** DATA FOR THIS EXERCISE follows **
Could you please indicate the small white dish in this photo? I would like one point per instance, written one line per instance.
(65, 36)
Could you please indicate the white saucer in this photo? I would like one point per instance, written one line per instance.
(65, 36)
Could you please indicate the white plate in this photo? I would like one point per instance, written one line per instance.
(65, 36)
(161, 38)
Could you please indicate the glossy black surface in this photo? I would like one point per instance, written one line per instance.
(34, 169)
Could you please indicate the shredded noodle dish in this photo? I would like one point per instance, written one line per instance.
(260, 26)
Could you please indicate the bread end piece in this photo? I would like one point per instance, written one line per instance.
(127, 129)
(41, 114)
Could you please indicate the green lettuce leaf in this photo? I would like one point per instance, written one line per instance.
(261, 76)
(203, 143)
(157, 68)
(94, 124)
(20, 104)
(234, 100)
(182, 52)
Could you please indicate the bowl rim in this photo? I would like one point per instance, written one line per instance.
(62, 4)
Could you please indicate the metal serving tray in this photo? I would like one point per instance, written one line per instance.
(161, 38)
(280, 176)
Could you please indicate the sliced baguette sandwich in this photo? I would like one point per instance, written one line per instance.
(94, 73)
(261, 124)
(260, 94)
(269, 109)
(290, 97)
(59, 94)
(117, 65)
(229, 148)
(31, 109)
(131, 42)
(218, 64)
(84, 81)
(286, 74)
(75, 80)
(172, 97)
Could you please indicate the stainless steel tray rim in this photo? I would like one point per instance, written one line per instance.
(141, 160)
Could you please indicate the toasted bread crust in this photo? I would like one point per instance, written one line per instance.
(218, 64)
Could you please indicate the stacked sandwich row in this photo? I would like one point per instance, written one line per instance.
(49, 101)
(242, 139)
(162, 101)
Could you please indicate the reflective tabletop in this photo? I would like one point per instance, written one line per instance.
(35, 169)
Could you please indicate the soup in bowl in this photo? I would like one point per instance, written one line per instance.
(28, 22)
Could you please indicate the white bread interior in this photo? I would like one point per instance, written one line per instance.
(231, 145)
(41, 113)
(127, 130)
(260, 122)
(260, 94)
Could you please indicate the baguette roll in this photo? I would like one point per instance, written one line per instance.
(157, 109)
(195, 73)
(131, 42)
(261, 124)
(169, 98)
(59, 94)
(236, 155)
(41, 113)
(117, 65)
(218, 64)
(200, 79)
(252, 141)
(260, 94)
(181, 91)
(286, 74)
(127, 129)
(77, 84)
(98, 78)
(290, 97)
** End of DATA FOR THIS EXERCISE **
WORK REQUEST —
Give a word-for-word restatement of every record.

EXERCISE RESPONSE —
Could you please indicate the small white dish in this photo? I would like one point per instance, written one line per instance.
(65, 36)
Could you please indicate the white saucer in this photo? I would like one point per instance, written one line per instance.
(65, 36)
Could you please indicate the white plate in this photo? I would like one point per instance, written one line per instance.
(65, 36)
(161, 38)
Could you please indicate the glossy black surface in this photo? I would like one point per instance, written one line per instance.
(34, 169)
Could you please indicate the shredded noodle dish in this photo? I would like one point per instance, written one line per instance.
(260, 26)
Could you please indicate the bread end piece in this photo? I would like one point per instance, written one line per instance.
(127, 129)
(41, 114)
Could you please indicate the green lettuce leaf in this photo? I would like one point per instance, written one line per instance.
(261, 76)
(203, 143)
(157, 68)
(94, 124)
(20, 104)
(234, 100)
(182, 52)
Could you please indicate the bowl rim in this photo? I would like one point per instance, written one line per instance.
(62, 4)
Could you please indicate the metal serving tray in this photo? I would like one point per instance, written one line per instance.
(161, 38)
(280, 176)
Could you please indicate the sliced baguette sandwich in this photo? I would like one point per instance, written one line per instance.
(94, 73)
(261, 124)
(260, 94)
(269, 109)
(290, 97)
(59, 94)
(117, 65)
(229, 148)
(31, 109)
(131, 42)
(218, 64)
(84, 81)
(286, 74)
(75, 80)
(172, 97)
Could you please indicate the stainless steel tray rim in this photo? I would like one point per instance, written one line per instance.
(141, 160)
Could you please indicate the toasted bread crust in this photo? I would like one point per instance, written one line per instance.
(218, 64)
Could you please indicate the stacked sandwich row in this photo? I would like one point per instance, written one line per instance.
(49, 101)
(242, 139)
(162, 101)
Could you please indicate the reflective tabletop in this photo? I would like one point per instance, written one line per instance.
(35, 169)
Could you please indicate the soup in bowl in this photo? I would like one point per instance, written one line per instance.
(28, 22)
Could you please indicate the white bread interior in this photo? I would like one point per instance, written one line per instance.
(231, 145)
(41, 113)
(127, 130)
(260, 122)
(260, 94)
Could you please indicate the baguette roll in this photo? I would like one point per instance, written one line per instance.
(157, 109)
(195, 73)
(131, 42)
(261, 124)
(169, 98)
(59, 94)
(236, 155)
(41, 113)
(117, 65)
(218, 64)
(200, 79)
(252, 141)
(260, 94)
(181, 91)
(286, 74)
(127, 129)
(77, 84)
(98, 78)
(290, 97)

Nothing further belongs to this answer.